= Your objective =
From the entries below, copy every line that contains the string "hand". Only matches with the same uppercase and lowercase letters count.

** Start Data provided **

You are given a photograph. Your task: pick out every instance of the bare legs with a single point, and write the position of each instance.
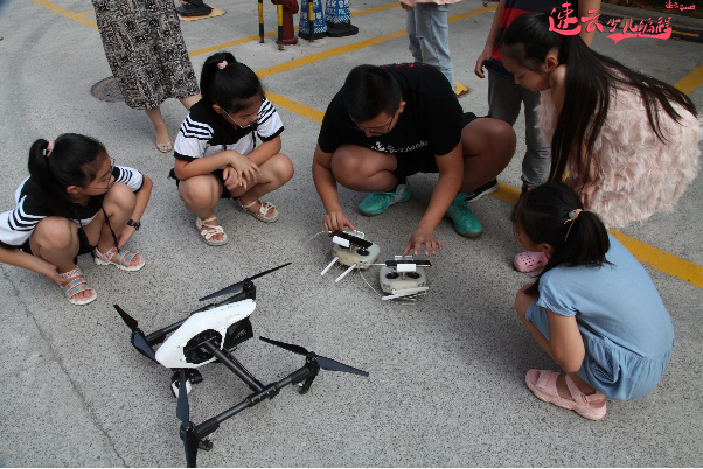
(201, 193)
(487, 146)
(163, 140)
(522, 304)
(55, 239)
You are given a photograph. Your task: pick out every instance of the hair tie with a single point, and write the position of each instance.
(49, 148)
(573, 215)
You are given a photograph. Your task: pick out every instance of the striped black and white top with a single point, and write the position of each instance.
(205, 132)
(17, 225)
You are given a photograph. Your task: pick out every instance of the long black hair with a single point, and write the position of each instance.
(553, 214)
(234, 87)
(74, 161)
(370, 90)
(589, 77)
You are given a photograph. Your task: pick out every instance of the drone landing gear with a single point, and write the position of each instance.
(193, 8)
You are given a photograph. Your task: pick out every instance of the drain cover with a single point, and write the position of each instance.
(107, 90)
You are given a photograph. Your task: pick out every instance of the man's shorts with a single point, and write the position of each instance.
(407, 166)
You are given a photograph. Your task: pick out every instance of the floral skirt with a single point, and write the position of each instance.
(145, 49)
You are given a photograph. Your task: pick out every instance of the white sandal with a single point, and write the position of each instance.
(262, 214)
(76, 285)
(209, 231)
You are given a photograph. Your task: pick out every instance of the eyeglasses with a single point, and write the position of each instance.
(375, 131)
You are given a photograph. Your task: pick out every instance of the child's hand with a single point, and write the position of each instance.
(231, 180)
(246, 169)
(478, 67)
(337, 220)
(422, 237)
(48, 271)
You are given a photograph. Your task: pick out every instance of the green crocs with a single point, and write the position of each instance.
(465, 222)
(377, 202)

** End Data provided **
** Start Data provided **

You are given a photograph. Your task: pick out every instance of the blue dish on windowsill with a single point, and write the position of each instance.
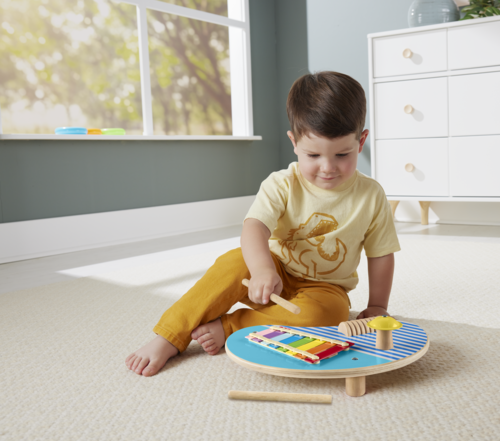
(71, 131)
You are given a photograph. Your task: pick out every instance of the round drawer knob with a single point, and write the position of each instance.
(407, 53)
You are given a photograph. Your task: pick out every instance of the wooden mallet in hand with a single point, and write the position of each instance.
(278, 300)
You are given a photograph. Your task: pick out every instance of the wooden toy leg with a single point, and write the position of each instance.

** End Data provided **

= Exercise response =
You are given a photograph. Your task: pick out every instance of the child's hand with a single point, and write the position of each instance.
You are given a photograph. Your task: pick out every instance of the wooden mallet in hand with a single point, and write the position of each instance.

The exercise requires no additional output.